====== MATERIAL TO PROCESS ======

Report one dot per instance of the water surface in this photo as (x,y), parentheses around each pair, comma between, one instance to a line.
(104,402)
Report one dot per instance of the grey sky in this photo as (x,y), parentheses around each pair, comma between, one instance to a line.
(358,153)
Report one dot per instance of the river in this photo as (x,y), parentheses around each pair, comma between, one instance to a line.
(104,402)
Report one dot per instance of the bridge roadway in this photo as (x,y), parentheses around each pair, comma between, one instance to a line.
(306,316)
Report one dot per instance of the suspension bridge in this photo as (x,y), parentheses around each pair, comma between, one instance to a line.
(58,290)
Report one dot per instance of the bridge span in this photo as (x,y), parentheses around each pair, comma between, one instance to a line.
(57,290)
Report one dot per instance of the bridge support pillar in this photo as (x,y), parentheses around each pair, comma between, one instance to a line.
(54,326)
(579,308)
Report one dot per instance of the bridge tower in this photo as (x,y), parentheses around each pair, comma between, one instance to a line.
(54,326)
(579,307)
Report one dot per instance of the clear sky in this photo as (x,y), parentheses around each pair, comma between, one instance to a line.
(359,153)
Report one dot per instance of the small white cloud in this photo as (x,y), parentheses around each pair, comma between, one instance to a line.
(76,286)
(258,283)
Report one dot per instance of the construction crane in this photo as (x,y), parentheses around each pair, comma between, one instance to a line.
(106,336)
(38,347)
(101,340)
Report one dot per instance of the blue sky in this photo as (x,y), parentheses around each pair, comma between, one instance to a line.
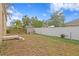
(44,10)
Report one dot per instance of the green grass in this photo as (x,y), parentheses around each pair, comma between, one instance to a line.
(41,45)
(59,39)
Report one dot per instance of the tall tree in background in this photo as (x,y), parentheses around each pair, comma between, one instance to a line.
(57,19)
(26,21)
(36,22)
(16,24)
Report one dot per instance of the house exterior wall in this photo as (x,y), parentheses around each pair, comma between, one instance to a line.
(2,21)
(70,32)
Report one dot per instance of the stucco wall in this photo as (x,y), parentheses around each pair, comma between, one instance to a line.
(70,32)
(2,21)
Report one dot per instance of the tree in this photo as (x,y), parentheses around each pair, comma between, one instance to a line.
(16,24)
(35,22)
(25,21)
(57,19)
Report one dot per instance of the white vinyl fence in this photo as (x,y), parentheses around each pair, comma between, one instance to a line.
(70,32)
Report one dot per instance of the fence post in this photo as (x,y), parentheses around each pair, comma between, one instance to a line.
(70,35)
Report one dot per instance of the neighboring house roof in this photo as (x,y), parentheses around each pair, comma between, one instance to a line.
(73,23)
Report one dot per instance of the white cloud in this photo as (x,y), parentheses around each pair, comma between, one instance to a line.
(66,6)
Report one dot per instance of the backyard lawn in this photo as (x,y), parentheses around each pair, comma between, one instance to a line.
(40,45)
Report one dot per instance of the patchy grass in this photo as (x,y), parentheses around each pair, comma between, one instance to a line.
(42,45)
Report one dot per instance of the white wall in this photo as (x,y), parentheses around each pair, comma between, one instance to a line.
(70,32)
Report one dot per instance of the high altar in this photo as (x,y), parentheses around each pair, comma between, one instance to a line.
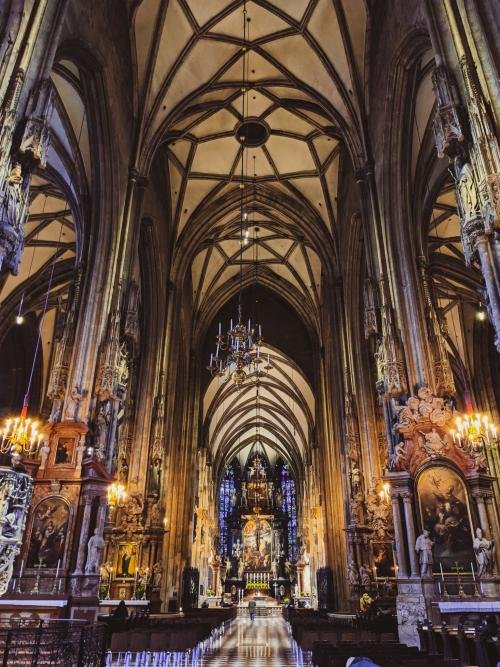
(258,539)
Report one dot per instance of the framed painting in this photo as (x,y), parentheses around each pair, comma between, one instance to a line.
(48,533)
(445,513)
(126,560)
(383,559)
(64,451)
(257,542)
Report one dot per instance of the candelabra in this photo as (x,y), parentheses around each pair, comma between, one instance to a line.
(474,432)
(20,435)
(237,352)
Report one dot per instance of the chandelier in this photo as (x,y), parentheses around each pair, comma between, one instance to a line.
(237,352)
(116,494)
(20,435)
(474,432)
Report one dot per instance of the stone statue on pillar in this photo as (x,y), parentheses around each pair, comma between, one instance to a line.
(352,574)
(95,548)
(484,551)
(423,546)
(73,404)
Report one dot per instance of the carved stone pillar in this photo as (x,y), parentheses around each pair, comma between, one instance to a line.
(216,579)
(399,538)
(481,510)
(410,532)
(16,490)
(84,535)
(491,511)
(300,577)
(488,258)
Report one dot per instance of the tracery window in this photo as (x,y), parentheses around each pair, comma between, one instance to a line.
(289,506)
(226,491)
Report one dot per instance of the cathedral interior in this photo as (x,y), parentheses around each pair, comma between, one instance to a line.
(250,312)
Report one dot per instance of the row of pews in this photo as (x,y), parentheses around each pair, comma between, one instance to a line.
(462,645)
(334,638)
(144,632)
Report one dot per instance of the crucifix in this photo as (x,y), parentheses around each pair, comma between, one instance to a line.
(237,549)
(36,588)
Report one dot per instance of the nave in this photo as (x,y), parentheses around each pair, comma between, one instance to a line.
(245,643)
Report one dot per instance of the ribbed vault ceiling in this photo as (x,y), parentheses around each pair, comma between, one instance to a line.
(281,417)
(304,64)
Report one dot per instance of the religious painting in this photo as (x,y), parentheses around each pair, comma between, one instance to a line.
(445,513)
(383,559)
(64,451)
(48,533)
(126,560)
(257,540)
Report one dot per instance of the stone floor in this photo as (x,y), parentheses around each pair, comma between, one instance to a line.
(264,641)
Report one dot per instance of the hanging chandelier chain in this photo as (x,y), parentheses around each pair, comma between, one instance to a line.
(237,352)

======

■ TASK BRIEF
Give back the whole listing exactly as it stands. No pictures belong in the copy.

■ EXERCISE ANSWER
Report one dot per instance of the water surface in this photo as (x,y), parentheses around each pair, comma between, one instance to a line.
(104,402)
Report one dot per instance of the grey sky in this photo as (x,y), parentheses around each pair, comma between, one instance to a line.
(358,153)
Report one dot per instance of the river in this photo as (x,y), parentheses around each pair, comma between, one instance to a line.
(104,402)
Report one dot per instance of the bridge roadway in this photo as (x,y), parentheses around each pair, comma between, one instance to a line.
(306,316)
Report one dot per instance of the suspension bridge in this photo as (x,y), parentheses around each pair, comma between, one instance to a line.
(58,290)
Report one dot per instance of the bridge span in this photo as (x,y), parentheses around each pair, comma between, one instance to a line.
(57,290)
Report one dot per instance of the bridge support pillar in this photo as (x,y), parentheses around each pair, comma between, one instance to a line.
(54,326)
(579,308)
Report one dot per instance of the bridge tower in this photo as (x,y), parentheses around each pair, comma between, one instance to a line.
(54,326)
(579,307)
Report one dot per instance of the clear sky in this photo as (x,y), parentheses around each pair, comma between, one instance to a line.
(359,153)
Report one dot per instance of the small white cloud in this photo as (x,y), parentheses around each pair, comma between, one instance to a line.
(76,286)
(258,283)
Report one dot per instance of the construction crane in this photo as (x,y), parentheses around each pair, comma between, one instance to a line.
(106,336)
(38,347)
(101,340)
Report one dot per instance of the blue sky in this photo as (x,y), parentheses around each pair, comma between, one instance to a line.
(44,10)
Report one dot per instance of the green grass in this photo as (x,y), parentheses around each pair, comma between, one instance to a line.
(41,45)
(59,39)
Report one dot per instance of the tall tree in background in this photo as (x,y), parentheses around each pair, comma between, one instance to a line.
(57,19)
(26,21)
(36,22)
(16,24)
Report one dot per instance of the house exterior wall in this photo as (x,y), parentheses around each pair, comma between, one instance to a line.
(2,21)
(70,32)
Report one dot per instance of the stucco wall in this photo as (x,y), parentheses around each pair, comma between, one instance to a line.
(70,32)
(2,21)
Report one dot per instance of the tree in this photo as (x,y), parentheses around each pair, comma between, one instance to a line.
(16,24)
(35,22)
(25,21)
(57,19)
Report one dot per instance of the white vinyl fence in this photo as (x,y), parentheses around each pair, comma between, one instance to a line.
(70,32)
Report one dot per instance of the fence post in this photo as (x,y), parentheses around each pair, comma between, one instance to a line.
(70,35)
Report one dot per instance of the neighboring house roof in this photo as (x,y), parentheses around each pair, comma between, one instance to a line.
(73,23)
Report one dot per instance of the white cloud in this photo as (x,y), parentheses around each pair, comma between, one instance to a line.
(66,6)
Report one dot per instance of the backyard lawn in this photo as (x,y), parentheses around each pair, comma between, one instance to a line.
(40,45)
Report one dot per instance of the patchy grass in this photo as (x,y), parentheses around each pair, comma between, one instance to a line.
(42,45)
Report one dot per instance of the white wall in this photo as (x,y), parentheses around each pair, comma between, one instance to a line.
(70,32)
Report one dot per instance of the high altar in this photo as (x,y), parentheses around each pair, comma between, one instance to a line.
(258,539)
Report one dot per instance of the framed painting in this photo as (x,y), parentheses around each pair, comma between, one instance to a line.
(48,533)
(445,513)
(126,560)
(383,559)
(64,451)
(257,542)
Report one dot per instance of the candelabra in this photo as (x,y), parentheses around each pair, comma between, one instance to a line.
(474,432)
(20,435)
(237,352)
Report one dot per instance of the chandelier in this photo as (x,y), parentheses around each pair, comma between, one instance to a line.
(237,352)
(116,494)
(20,435)
(474,432)
Report one dot per instance of the stone statue on pillar in this photo as (x,y), parentheses around each pair, comma between, one instance to a line.
(352,574)
(95,548)
(484,551)
(423,546)
(73,404)
Report one dot per instance of the carved stone pillar in this photo as (x,y), parentheses around each pair, comma between, one instance to a line.
(216,579)
(399,538)
(481,510)
(410,532)
(16,490)
(84,535)
(491,511)
(300,577)
(488,258)
Report one dot per instance of the tracery window in this photo as (x,y), parentheses around each pair, comma between, one instance to a line.
(289,506)
(226,491)
Report one dot per instance of the cathedral interior in this photo as (x,y), parentheses around each pair, comma between, one instance to a line.
(250,312)
Report one dot per instance of the row of pews in this photo as (x,y), parentheses around each pair, comma between, one instance to a line.
(462,645)
(334,638)
(144,632)
Report one dot per instance of the crucifix in this photo as (x,y), parentheses around each pair, comma between, one instance to a line.
(237,549)
(36,588)
Report one dot per instance of the nave in this photo as (x,y), parentheses around each pair, comma between, one instance to a line.
(245,643)
Report one dot per instance of the ribbed vault ceiling in this photo as (x,y), parentheses around each pair, comma between, one instance to a line.
(281,417)
(304,64)
Report one dot per instance of the religious painting in this photo as (x,y), parentheses around each pair, comma between, one instance to a line.
(445,513)
(383,559)
(64,451)
(48,533)
(126,560)
(257,540)
Report one dot per instance of the stone floor in this photo as (x,y), parentheses around each pair, comma between, one instance to a line.
(264,641)
Report one dot per instance of the hanging chandelier chain in this photo as (x,y), parentheses around each pair, comma between, one instance to a line.
(237,352)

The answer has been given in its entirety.